Arrange the items in the part that opens with the line containing "Target = white pole" and closes with the line containing "[(847, 581), (122, 622), (924, 582)]" as a two-column CSV with the columns text and answer, one row per item. Put each item's text and its answer in separate quoted fields, replacing line breaks with spaces.

>> START Given records

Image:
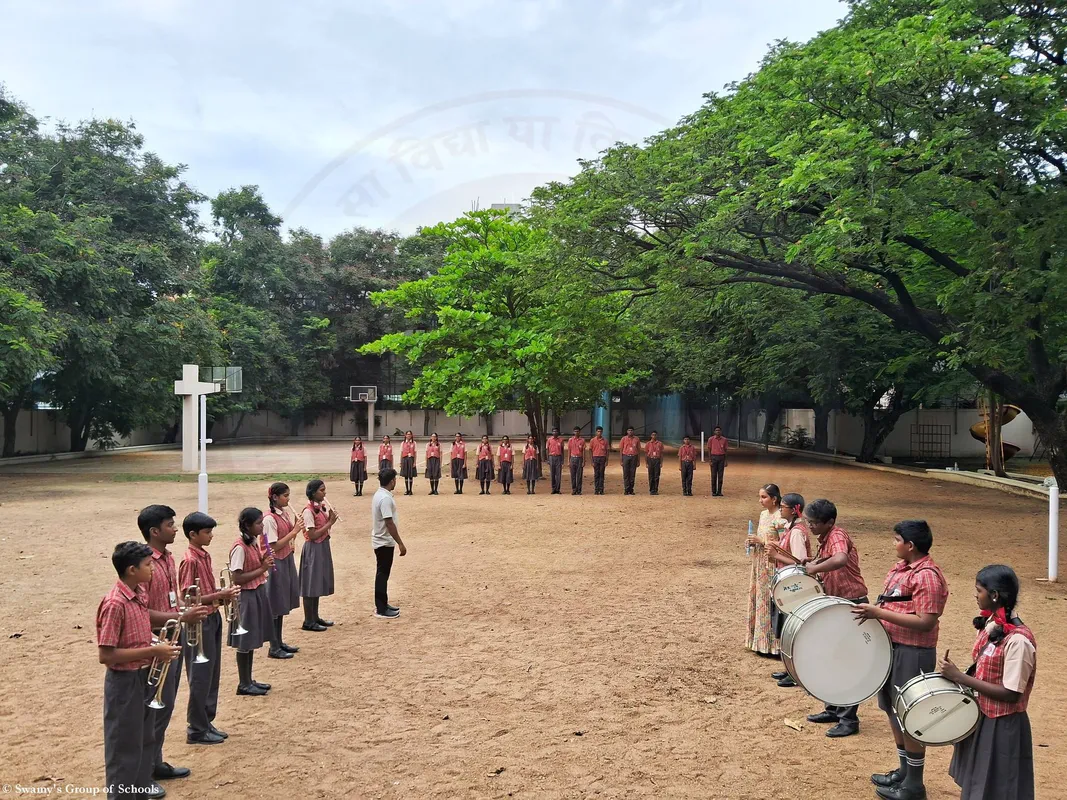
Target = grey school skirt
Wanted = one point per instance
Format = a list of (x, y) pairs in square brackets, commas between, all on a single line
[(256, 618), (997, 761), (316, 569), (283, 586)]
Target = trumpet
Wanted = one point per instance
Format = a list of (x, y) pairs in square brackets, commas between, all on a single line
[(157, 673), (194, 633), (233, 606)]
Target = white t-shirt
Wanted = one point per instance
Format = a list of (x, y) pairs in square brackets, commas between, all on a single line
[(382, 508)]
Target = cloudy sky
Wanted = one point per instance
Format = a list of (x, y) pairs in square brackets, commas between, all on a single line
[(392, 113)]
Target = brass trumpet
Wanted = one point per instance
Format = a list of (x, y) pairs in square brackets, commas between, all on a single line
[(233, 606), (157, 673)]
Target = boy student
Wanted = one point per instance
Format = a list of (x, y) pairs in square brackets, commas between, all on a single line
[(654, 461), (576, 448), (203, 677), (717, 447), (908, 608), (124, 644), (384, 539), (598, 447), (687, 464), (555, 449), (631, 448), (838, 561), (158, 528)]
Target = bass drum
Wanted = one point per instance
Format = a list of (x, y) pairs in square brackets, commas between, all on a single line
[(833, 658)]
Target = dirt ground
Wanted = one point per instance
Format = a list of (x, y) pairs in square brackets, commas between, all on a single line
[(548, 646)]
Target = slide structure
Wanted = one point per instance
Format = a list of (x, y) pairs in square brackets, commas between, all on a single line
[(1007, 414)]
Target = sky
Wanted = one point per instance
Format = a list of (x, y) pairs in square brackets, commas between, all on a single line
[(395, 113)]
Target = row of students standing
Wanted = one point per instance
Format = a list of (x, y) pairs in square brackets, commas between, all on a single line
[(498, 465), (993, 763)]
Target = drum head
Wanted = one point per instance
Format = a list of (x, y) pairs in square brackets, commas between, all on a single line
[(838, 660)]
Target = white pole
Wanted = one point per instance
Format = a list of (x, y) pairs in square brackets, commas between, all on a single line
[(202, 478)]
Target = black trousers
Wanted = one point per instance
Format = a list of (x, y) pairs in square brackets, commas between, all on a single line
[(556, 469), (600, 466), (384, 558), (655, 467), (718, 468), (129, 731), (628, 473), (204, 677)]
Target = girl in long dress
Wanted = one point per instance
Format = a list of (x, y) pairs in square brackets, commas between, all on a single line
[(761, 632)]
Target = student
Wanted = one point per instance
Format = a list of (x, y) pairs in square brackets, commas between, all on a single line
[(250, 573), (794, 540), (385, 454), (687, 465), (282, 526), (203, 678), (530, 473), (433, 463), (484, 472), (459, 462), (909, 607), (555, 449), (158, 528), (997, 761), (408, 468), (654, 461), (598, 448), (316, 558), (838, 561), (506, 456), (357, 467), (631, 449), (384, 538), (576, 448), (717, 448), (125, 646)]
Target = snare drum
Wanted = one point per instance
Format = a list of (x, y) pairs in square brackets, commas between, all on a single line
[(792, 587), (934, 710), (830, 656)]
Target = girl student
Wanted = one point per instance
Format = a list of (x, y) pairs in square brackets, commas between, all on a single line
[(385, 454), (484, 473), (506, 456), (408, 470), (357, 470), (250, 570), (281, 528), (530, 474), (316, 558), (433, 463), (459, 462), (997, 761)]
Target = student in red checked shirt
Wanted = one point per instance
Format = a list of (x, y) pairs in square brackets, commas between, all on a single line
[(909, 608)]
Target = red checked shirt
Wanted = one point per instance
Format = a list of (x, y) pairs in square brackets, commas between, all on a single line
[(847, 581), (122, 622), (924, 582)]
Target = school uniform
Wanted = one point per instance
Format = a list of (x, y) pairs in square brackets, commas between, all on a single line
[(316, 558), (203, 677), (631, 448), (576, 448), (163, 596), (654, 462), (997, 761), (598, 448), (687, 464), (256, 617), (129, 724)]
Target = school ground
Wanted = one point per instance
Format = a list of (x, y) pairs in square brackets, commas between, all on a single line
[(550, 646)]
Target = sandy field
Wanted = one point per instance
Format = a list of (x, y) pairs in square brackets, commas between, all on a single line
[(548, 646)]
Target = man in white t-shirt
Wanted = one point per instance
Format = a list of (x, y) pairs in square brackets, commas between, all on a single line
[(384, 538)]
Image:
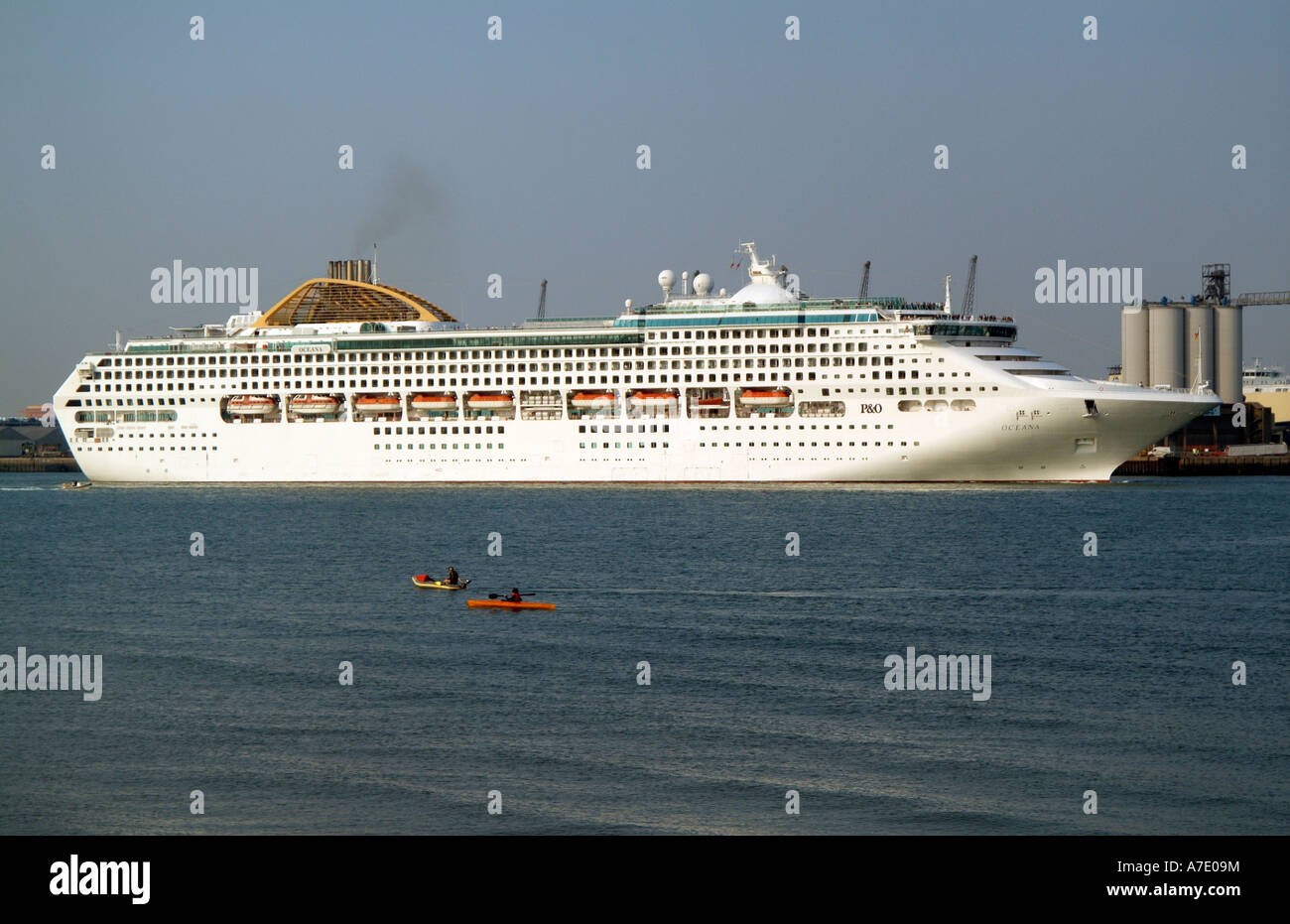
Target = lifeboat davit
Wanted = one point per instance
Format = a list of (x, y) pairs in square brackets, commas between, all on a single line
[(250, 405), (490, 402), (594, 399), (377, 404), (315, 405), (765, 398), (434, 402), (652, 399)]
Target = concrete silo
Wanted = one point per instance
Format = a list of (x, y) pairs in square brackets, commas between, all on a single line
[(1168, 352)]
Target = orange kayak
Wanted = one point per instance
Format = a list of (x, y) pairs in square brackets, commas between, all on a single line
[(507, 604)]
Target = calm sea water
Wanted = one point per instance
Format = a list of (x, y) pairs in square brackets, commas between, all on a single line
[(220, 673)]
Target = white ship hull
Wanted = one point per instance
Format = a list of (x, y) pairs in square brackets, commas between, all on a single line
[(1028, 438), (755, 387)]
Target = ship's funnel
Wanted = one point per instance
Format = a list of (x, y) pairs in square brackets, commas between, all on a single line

>> END Given records
>> START Given records

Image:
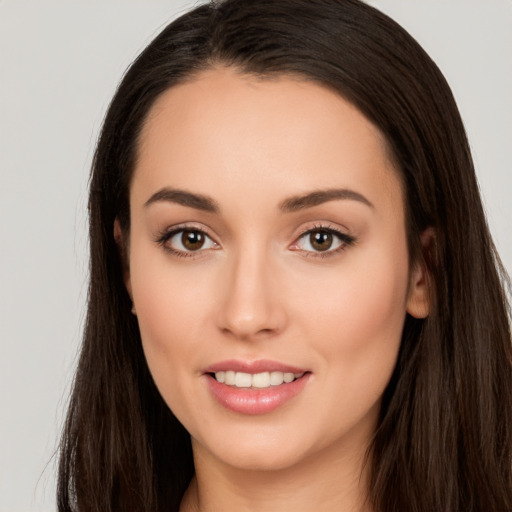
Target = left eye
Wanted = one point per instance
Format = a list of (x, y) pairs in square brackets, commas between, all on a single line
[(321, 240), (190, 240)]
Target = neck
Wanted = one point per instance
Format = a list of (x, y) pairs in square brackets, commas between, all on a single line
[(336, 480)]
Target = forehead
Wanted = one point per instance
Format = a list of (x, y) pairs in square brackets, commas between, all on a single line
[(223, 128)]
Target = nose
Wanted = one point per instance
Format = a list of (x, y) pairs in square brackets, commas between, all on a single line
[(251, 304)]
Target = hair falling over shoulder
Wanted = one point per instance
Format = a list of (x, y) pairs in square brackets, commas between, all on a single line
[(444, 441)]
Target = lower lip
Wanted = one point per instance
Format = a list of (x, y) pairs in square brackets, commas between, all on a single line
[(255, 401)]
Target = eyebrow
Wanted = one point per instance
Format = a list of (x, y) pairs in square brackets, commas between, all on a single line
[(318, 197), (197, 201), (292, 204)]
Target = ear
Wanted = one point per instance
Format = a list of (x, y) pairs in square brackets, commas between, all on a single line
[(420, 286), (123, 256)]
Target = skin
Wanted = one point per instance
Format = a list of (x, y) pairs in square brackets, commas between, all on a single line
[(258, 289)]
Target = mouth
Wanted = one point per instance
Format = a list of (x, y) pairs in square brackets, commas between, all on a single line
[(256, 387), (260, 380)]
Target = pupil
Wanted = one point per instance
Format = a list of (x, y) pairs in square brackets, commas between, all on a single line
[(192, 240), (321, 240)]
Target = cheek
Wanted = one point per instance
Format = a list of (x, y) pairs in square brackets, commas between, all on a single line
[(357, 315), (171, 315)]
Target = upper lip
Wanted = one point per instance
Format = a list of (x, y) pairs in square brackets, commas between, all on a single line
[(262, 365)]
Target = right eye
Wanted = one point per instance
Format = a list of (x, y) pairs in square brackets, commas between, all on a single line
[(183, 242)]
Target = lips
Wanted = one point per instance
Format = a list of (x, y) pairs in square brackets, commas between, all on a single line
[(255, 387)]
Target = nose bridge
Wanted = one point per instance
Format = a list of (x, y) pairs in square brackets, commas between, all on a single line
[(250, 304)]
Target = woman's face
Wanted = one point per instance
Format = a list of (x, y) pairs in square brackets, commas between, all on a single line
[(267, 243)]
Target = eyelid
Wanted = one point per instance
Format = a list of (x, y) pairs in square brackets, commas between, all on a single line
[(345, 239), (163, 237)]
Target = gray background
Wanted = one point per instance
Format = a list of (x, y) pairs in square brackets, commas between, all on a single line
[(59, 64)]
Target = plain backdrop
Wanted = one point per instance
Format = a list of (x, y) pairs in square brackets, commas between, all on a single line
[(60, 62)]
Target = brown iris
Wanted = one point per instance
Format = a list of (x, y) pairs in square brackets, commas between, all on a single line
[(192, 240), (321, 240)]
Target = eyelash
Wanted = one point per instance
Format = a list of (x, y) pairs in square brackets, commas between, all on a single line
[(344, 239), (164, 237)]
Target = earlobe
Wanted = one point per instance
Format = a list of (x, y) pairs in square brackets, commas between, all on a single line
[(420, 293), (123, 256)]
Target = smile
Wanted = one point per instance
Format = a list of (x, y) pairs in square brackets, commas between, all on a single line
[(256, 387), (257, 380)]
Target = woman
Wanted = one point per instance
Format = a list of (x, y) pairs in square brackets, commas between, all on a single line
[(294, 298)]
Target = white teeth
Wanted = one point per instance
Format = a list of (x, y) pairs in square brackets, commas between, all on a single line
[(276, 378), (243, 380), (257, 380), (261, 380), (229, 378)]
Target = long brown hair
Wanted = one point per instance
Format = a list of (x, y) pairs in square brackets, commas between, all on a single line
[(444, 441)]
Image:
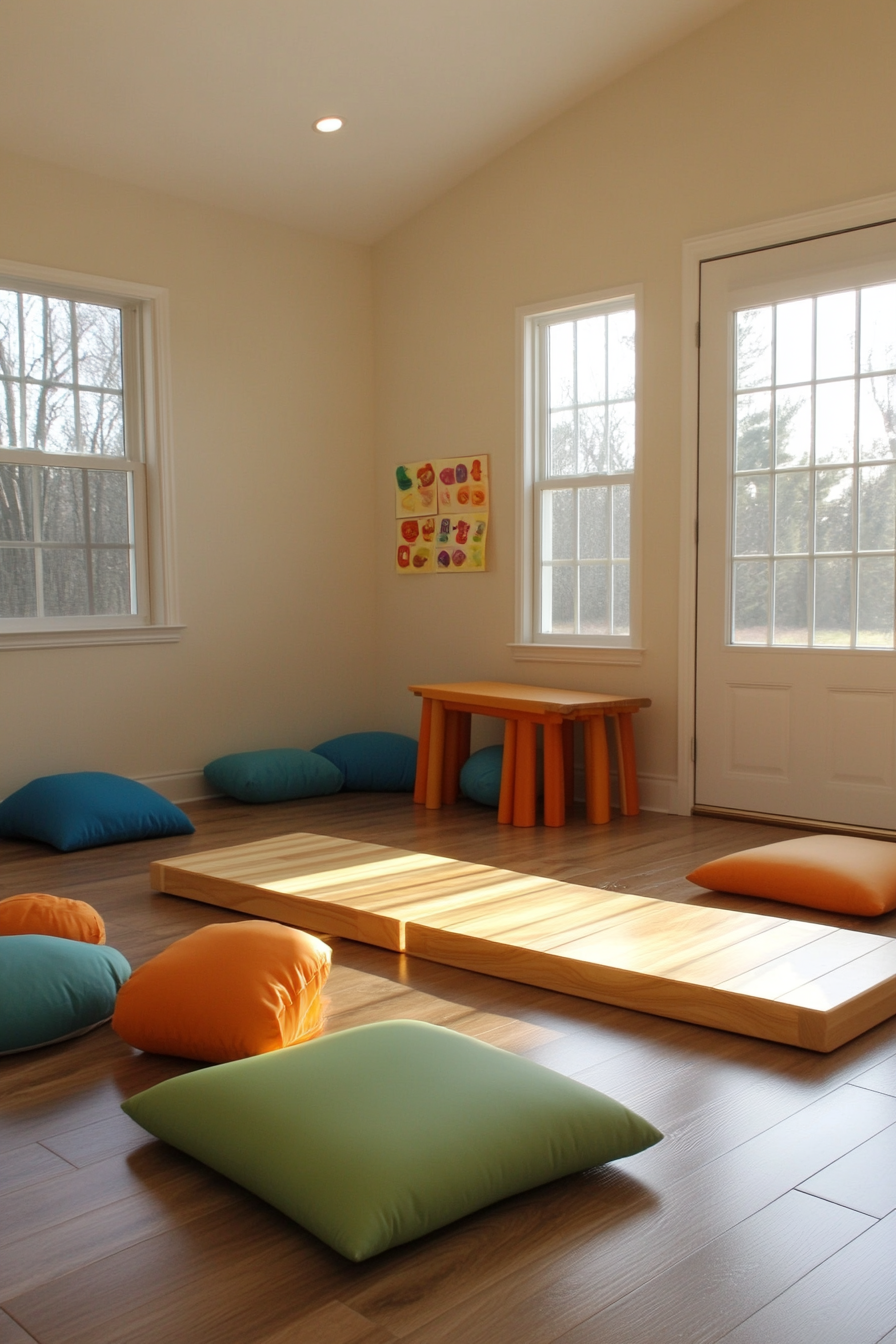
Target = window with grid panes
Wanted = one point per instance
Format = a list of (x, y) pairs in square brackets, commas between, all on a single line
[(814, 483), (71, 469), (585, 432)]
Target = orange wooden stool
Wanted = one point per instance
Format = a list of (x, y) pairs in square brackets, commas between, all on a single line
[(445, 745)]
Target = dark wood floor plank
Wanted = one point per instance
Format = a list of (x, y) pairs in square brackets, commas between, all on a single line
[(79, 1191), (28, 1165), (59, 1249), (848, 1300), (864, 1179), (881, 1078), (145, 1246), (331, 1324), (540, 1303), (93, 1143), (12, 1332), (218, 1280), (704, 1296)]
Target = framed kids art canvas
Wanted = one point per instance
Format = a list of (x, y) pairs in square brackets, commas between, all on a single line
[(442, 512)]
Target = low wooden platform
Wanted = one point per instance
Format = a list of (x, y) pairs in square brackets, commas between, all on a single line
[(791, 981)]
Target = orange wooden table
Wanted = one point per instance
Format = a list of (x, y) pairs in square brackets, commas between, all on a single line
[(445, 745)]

>> END Given records

> Reply to the task
text,answer
"Target = white pole Wanted = one point per instance Format = a list of (x, y) pairs in square brackets, commas between, all on a single line","[(202, 478)]"
"Target = black trousers Wanted = one point per instance Format = a list of (x, y) pairs in square brackets, commas between, all on a single line","[(556, 469), (600, 466), (384, 558), (655, 467), (718, 468), (129, 731), (628, 473), (204, 677)]"
"Target = girl in long dress Wanted = one point per instance Format = a list of (x, y) pairs in square brackets, commas between, all on a single line","[(761, 632)]"
"Target = student Wanted = one point per instance Format = a list of (x, y) pairs in square brackets, commas between, all on a single line","[(250, 573), (794, 540), (385, 454), (687, 465), (282, 526), (203, 678), (530, 473), (433, 463), (484, 472), (459, 462), (909, 607), (555, 449), (158, 528), (997, 761), (408, 468), (654, 461), (598, 448), (316, 558), (838, 561), (506, 456), (357, 467), (631, 449), (384, 538), (576, 448), (717, 448), (125, 646)]"
"Target = snare drum Wanted = one point per instance Format = a list of (x, y) pairs in square brackets, commas between, all on a single line","[(792, 587), (934, 710), (830, 656)]"
"Target = girl student Wanted = one point per instance Format = a list of (x, y) pairs in square brackets, commas between, all on a single line","[(385, 454), (484, 473), (506, 456), (408, 470), (357, 470), (250, 570), (281, 528), (530, 474), (316, 558), (433, 463), (459, 462), (997, 761)]"
"Target = student in red checked shirt Wanted = one point per instance Format = a list of (x, y) pairs in square brackets, commas between, all on a single line","[(909, 608)]"
"Target = red checked shirt Wanted = one point per instance Format = a list of (x, y) pairs in square brackets, commas between, all on a single line","[(847, 581), (122, 622), (924, 582)]"